Work to be completed: In the text below about IAE Paris, who founded the school, and in what year?

Supplied passage:
※ ※ ※
The Institut d'administration des entreprises de Paris (also known as IAE Paris or Sorbonne Business School) is a public business school, part of University of Paris 1 Pantheon-Sorbonne in Paris,  France. It is also a component of the IAE's network, bringing together 33 national business schools around France.
With its historical reputations, the school is known as one of the most prestigious business schools in France and has many important graduates in various fields.

History
The Institut d'Administration des Entreprises de Paris was established in 1956 by Gaston Berger and Robert Goetz. The IAE de Paris is public business school attached to the University of Paris 1 Pantheon-Sorbonne, one of the world's oldest universities.
The vocation of the school is to provide skills in Management and Business Administration to executives and students from various backgrounds (in engineering, law, humanities...)  and to offer advanced expertise to high potential professionals who are seeking executive responsibilities.

Admissions

Students are selectively recruited after a bachelor's or master's degree from Public Universities, Grandes Ecoles, Grands Etablissements or equivalents.
※ ※ ※
(Data items)
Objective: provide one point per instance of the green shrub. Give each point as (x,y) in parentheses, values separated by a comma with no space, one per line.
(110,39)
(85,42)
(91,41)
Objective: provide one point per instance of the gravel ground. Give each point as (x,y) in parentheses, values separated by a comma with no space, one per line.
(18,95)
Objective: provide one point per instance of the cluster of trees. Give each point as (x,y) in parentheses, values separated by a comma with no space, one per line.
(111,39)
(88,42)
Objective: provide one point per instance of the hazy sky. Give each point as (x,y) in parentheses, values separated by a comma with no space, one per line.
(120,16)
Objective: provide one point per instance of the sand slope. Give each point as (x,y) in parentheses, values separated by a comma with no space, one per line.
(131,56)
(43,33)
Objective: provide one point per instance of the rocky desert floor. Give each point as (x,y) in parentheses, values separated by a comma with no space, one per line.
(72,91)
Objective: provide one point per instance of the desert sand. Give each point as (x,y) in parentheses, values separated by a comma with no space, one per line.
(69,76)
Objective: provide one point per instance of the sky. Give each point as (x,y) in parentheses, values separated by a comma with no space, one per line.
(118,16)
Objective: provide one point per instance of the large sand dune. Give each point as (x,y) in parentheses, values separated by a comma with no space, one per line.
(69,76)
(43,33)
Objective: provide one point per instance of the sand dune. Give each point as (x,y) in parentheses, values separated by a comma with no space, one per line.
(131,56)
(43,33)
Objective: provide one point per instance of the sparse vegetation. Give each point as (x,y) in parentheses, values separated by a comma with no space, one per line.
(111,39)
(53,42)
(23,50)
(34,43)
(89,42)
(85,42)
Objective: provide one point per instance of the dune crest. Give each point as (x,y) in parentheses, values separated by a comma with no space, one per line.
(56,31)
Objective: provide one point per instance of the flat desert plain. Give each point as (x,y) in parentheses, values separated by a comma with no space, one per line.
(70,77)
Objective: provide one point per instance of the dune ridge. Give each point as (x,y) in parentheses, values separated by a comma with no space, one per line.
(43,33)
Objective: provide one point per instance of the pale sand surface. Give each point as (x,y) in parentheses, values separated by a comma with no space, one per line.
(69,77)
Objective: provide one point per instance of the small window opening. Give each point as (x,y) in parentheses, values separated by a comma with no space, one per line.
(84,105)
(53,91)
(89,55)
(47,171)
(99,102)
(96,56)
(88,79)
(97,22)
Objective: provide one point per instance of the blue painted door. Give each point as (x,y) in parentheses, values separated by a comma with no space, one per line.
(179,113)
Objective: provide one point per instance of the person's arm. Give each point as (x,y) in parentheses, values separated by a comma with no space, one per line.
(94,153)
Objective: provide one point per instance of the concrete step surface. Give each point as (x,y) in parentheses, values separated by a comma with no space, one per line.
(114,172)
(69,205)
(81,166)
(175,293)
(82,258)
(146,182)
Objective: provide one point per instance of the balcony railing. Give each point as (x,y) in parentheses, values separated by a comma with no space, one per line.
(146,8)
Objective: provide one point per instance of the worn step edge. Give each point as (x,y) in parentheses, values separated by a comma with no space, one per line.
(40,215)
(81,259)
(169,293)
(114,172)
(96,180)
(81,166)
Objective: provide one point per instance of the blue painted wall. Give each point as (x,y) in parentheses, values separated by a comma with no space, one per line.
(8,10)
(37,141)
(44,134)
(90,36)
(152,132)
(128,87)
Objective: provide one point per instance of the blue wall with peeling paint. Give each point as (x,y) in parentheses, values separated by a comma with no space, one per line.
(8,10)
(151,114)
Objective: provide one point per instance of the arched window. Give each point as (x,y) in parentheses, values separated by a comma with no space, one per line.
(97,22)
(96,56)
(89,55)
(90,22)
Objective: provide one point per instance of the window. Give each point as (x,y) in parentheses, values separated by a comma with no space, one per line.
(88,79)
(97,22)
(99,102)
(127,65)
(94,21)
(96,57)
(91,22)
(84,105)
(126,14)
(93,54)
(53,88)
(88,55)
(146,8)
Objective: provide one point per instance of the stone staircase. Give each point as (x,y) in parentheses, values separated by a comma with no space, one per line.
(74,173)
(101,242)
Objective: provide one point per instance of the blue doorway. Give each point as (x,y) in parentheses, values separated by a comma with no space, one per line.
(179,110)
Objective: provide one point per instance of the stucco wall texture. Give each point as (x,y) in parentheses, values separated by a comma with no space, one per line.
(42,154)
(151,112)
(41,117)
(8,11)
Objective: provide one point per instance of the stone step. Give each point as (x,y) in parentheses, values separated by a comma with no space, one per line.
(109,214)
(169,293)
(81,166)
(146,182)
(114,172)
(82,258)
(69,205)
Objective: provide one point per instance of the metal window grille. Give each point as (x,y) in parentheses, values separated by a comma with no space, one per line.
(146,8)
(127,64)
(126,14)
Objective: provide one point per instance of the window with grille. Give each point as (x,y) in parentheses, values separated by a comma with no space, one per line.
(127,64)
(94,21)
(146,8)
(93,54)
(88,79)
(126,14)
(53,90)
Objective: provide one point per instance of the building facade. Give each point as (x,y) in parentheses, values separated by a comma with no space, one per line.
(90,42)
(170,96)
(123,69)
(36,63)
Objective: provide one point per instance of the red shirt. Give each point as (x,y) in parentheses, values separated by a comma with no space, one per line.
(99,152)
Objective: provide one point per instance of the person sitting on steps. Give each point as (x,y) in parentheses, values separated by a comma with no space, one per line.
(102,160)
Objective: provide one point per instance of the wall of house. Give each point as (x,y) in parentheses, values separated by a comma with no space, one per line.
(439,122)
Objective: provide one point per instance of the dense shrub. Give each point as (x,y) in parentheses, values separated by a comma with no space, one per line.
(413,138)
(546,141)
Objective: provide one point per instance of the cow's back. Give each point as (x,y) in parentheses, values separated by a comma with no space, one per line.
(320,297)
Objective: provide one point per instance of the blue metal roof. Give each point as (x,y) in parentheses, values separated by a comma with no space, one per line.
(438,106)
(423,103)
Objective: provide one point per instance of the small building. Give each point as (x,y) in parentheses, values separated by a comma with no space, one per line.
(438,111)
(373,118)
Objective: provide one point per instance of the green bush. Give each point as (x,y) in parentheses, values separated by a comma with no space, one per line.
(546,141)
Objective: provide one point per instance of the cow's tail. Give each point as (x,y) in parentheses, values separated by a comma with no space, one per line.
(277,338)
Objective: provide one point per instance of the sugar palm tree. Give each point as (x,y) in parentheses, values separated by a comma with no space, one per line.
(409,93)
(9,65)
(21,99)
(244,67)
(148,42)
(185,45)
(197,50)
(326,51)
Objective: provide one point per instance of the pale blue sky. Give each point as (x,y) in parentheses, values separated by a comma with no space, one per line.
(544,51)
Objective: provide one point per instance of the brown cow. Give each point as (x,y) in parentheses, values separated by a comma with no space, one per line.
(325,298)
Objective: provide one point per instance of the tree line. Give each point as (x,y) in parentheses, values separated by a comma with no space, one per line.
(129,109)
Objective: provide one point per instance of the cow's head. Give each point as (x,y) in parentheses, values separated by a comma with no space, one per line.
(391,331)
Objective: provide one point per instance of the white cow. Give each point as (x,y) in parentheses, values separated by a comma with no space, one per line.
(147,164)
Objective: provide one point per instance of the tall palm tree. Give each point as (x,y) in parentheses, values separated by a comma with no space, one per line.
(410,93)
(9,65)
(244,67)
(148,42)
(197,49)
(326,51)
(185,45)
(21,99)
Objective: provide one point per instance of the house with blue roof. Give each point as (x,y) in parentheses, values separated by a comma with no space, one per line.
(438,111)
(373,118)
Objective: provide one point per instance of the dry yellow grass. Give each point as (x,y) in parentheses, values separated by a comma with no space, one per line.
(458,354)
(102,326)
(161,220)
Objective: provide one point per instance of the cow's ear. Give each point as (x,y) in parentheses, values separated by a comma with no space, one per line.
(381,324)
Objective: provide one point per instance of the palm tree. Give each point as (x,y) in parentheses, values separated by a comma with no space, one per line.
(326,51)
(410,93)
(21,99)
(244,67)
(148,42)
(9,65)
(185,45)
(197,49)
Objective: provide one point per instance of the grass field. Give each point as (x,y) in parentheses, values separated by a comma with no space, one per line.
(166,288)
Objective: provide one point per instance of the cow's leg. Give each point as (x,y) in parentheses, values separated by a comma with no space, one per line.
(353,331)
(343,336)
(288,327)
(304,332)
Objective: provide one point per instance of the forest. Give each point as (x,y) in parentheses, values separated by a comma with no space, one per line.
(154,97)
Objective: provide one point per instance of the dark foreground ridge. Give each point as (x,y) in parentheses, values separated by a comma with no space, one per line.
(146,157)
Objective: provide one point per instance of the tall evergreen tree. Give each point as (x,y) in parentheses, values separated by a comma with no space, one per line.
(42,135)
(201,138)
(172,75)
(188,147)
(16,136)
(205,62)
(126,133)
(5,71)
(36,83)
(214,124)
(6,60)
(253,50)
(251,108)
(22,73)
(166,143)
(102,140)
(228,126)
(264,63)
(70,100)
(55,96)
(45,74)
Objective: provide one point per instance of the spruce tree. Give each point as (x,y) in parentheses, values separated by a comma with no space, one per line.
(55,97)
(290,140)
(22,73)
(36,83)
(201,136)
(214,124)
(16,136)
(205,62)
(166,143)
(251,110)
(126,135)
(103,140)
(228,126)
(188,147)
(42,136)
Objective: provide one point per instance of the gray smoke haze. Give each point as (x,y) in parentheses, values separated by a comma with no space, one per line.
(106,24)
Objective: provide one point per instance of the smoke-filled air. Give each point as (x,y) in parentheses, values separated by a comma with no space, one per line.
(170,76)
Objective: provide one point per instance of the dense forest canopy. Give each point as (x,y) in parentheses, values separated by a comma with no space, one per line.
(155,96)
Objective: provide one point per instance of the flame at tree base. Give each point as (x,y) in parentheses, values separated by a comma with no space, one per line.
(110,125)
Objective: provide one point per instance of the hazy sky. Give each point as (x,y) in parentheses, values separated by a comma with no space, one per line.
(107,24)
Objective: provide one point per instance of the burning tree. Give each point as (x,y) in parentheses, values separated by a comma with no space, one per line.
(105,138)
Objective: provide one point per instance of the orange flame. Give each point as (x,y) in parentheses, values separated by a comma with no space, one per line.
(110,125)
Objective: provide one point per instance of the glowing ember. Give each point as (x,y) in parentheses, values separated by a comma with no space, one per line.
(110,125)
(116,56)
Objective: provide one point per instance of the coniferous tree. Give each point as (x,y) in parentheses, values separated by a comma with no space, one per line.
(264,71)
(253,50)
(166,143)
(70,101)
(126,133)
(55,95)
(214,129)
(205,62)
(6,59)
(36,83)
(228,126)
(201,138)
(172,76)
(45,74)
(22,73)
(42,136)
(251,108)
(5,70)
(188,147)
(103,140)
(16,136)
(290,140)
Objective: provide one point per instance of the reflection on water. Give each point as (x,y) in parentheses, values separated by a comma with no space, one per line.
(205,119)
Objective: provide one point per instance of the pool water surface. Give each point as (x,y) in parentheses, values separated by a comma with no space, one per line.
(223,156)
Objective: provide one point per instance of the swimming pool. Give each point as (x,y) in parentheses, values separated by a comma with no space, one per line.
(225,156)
※ ※ ※
Right answer: Gaston Berger and Robert Goetz founded it in 1956.